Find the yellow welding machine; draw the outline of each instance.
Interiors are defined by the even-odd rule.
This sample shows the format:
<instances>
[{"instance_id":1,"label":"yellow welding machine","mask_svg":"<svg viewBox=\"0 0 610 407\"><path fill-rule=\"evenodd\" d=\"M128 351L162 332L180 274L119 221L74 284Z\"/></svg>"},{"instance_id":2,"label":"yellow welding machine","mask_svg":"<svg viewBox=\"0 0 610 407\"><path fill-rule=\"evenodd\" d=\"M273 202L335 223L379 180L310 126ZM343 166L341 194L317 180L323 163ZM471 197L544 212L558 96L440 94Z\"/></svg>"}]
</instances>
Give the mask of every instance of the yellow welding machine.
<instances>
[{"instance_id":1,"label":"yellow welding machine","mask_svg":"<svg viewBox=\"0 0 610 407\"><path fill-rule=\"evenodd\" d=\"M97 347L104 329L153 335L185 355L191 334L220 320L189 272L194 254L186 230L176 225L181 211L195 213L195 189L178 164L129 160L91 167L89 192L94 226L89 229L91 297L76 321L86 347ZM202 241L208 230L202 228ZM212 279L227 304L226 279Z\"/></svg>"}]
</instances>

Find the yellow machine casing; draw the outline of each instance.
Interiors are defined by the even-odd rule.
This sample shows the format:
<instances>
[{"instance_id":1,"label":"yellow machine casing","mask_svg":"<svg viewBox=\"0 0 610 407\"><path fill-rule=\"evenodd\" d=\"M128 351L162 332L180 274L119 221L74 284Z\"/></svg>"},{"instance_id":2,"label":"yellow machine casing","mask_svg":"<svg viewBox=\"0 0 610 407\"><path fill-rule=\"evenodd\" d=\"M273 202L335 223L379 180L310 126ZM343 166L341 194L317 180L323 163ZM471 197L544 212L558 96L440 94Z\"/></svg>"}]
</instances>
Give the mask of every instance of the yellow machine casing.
────────────────
* _Problem to work on_
Quote exactly the line containing "Find the yellow machine" and every later line through the end of the listing, and no other lines.

* _Exercise solution_
Find the yellow machine casing; draw the outline of each instance.
Interiors are defined by the even-odd rule.
This sample shows the format:
<instances>
[{"instance_id":1,"label":"yellow machine casing","mask_svg":"<svg viewBox=\"0 0 610 407\"><path fill-rule=\"evenodd\" d=\"M128 351L162 332L180 274L119 221L74 284Z\"/></svg>"},{"instance_id":2,"label":"yellow machine casing","mask_svg":"<svg viewBox=\"0 0 610 407\"><path fill-rule=\"evenodd\" d=\"M273 202L335 223L379 180L310 126ZM343 166L341 194L317 180L323 163ZM471 197L544 212L558 96L440 94Z\"/></svg>"}]
</instances>
Give the mask of every instance of the yellow machine casing.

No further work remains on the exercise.